Une voix: Carrefour.

Une voix: Au MRCI.

Mme Barbeau: ... ? Carrefour, après, de pratiquer dans son milieu. Si je comprends bien, c'est surtout à Montréal. À Québec, ça doit être différent, parce que c'est tout français partout?

M. Perron (Luc): Oui, oui.

Mme Barbeau: Alors, vous êtes capable de voir la différence.

M. Perron (Luc): Ah! bien sûr.

Mme Barbeau: Je veux dire, vous la voyez. Ça fait qu'il y a peut-être d'autres problèmes là, mais, je veux dire, ça, c'est vraiment le milieu. Quand il est francophone, tout se fait plus facilement.

M. Perron (Luc): Oui, c'est un peu la notion... quand vous avez une masse critique qui est suffisante, qui facilite l'intégration ? c'est quelques centaines ? c'est évident que c'est beaucoup plus facile. Puis je profite de votre question pour répondre à M. Laporte très brièvement, tantôt. C'est que votre approche économique, je l'admire beaucoup, je l'aime beaucoup, je l'ai étudiée beaucoup, étant, si vous voulez, d'études semblables au niveau de thèse marxiste et autre. Mais ceci étant, l'économie... Non, mais juste un exemple, c'est que l'économie est juste une variable. C'est que, dans la définition de culture que j'ai amenée ou que nous avons amenée, on parle de la politique, on parle, si vous voulez, de la science, on parle de l'éthique, on parle de religion. Alors, c'est juste ça. Je suis entièrement d'accord avec vous que l'absence, si vous voulez, de répondre aux nécessités premières de la vie fait en sorte bien sûr de créer des cataclysmes, de créer des situations qui sont comme vous les décrivez. Mais c'est une variable seulement. Il existe d'autres variables où des fois... Je ne veux pas faire comme Trudeau l'a déjà fait, d'encenser la pauvreté puis les gens sont heureux comme ça, mais je veux tout simplement dire qu'il y a d'autres variables aussi qui interviennent, puis il faut essayer de trouver quelle est la meilleure manière de faire en sorte que les gens puissent vivre le plus agréablement possible, peu importe leur origine.

● Enregistrements extraits
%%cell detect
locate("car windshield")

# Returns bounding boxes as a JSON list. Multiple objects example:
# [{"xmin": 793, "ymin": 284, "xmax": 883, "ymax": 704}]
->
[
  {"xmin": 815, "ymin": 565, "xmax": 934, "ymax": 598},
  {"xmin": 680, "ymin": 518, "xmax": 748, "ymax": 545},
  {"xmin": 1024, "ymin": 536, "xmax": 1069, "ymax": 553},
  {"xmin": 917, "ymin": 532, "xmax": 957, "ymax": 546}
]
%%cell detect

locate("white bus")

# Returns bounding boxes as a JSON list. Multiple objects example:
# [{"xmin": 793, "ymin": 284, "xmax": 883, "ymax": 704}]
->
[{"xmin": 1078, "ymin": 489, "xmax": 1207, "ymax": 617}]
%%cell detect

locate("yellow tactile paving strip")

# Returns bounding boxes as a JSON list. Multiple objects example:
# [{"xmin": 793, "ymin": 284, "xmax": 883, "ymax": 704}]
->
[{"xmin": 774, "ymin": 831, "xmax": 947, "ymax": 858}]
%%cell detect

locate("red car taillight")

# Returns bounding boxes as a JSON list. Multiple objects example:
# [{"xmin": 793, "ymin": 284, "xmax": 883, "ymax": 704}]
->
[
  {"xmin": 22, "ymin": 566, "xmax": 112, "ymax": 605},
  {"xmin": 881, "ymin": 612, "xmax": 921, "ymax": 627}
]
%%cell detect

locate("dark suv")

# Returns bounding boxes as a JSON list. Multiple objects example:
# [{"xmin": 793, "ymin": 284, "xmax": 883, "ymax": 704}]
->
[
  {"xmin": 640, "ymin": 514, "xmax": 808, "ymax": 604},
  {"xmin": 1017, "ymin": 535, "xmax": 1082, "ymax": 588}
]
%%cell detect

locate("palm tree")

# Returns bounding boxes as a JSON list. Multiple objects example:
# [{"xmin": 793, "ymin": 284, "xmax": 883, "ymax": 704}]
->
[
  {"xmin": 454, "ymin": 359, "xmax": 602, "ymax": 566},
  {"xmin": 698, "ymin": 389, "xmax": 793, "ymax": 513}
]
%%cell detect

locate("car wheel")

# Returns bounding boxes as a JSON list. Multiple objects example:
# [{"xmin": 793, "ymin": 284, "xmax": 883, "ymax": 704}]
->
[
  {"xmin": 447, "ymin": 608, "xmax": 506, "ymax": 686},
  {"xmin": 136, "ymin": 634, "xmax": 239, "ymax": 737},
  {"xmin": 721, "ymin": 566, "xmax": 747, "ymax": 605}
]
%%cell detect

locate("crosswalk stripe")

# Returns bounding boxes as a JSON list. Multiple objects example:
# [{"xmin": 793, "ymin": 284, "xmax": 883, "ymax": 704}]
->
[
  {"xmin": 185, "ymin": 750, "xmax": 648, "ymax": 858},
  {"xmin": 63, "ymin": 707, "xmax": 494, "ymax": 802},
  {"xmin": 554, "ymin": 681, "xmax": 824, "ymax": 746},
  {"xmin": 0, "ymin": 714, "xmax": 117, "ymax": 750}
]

--

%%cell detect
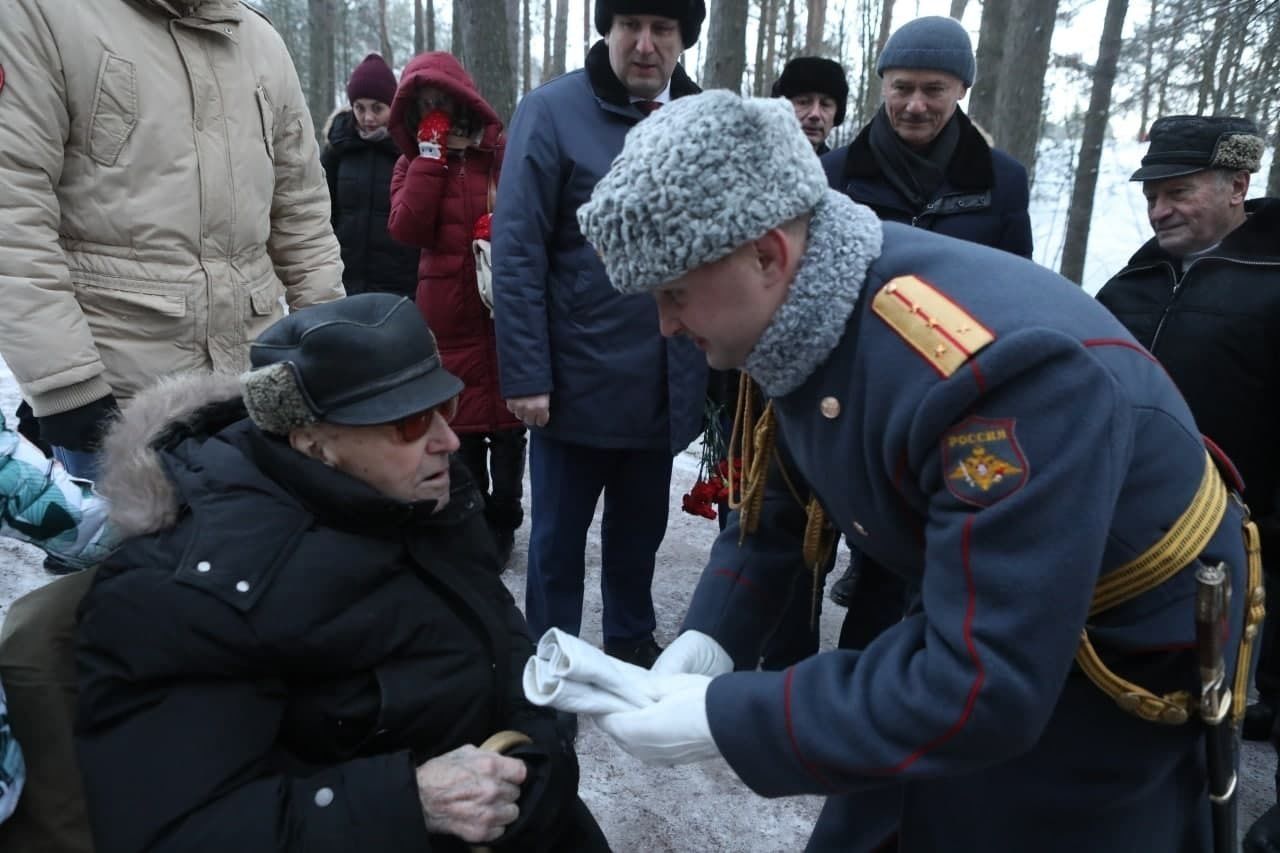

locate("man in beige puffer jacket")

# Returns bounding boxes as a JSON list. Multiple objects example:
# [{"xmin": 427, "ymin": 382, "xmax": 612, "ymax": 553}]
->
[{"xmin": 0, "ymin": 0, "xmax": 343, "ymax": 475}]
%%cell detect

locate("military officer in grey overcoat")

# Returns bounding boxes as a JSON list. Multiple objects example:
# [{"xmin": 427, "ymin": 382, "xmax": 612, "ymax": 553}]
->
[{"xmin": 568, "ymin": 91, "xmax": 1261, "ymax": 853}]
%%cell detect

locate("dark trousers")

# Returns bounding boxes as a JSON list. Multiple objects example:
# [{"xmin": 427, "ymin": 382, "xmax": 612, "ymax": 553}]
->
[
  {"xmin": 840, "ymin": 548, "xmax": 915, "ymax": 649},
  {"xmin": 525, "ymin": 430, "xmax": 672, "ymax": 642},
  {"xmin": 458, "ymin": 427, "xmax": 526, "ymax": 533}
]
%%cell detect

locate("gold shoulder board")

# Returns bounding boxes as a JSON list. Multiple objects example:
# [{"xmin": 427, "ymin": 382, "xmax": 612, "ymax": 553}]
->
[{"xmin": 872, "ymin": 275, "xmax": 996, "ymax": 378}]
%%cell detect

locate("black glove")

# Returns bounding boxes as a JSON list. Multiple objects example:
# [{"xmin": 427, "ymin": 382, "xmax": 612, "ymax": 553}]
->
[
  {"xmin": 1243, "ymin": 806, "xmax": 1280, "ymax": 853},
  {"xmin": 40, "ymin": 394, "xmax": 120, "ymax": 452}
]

---

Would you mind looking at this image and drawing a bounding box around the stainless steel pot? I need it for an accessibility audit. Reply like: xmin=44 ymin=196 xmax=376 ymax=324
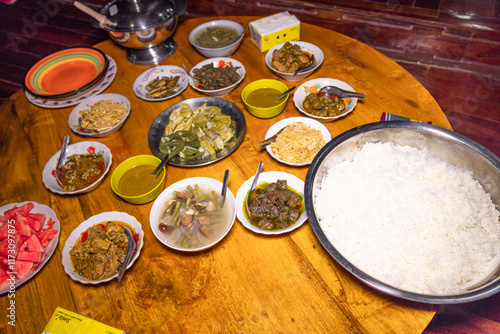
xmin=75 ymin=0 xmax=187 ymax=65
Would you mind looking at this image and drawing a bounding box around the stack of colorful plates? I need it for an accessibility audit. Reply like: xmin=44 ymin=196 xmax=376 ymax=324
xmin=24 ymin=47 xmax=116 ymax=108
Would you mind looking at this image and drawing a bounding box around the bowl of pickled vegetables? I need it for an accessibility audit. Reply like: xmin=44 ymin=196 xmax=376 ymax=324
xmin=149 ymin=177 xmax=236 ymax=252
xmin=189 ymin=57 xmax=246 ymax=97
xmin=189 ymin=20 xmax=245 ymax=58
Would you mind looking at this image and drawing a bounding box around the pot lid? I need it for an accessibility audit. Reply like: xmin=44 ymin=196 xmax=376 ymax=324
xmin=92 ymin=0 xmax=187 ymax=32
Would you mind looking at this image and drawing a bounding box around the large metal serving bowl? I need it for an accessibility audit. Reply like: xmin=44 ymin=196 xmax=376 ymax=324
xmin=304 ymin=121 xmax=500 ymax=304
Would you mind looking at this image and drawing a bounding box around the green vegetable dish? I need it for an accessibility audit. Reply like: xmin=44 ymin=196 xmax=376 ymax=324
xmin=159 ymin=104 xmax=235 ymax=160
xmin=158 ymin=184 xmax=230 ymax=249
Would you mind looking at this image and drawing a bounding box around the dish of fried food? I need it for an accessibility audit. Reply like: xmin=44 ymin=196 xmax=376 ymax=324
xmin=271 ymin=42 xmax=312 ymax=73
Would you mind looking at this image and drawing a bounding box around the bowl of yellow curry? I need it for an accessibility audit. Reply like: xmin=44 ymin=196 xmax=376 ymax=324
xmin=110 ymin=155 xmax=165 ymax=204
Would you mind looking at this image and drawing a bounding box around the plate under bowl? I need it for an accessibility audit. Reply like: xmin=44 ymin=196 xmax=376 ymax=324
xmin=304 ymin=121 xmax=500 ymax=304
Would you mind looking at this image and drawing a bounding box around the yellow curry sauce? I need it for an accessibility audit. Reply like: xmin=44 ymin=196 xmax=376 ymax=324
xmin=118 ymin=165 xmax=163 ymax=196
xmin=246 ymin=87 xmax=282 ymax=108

● Objectif A
Dans la transcription, que représente seulement l'économie selon M. Perron ?
● Objectif B
Renvoyez le passage de la transcription qui s'ouvre sur les mots contenant « Mme Barbeau: ... ? Carrefour, après, de » et se ferme sur « voir la différence. ».
Les enregistrements n'ont aucun lien avec la transcription.

● Solution détaillée A
Une variable.

● Solution détaillée B
Mme Barbeau: ... ? Carrefour, après, de pratiquer dans son milieu. Si je comprends bien, c'est surtout à Montréal. À Québec, ça doit être différent, parce que c'est tout français partout?

M. Perron (Luc): Oui, oui.

Mme Barbeau: Alors, vous êtes capable de voir la différence.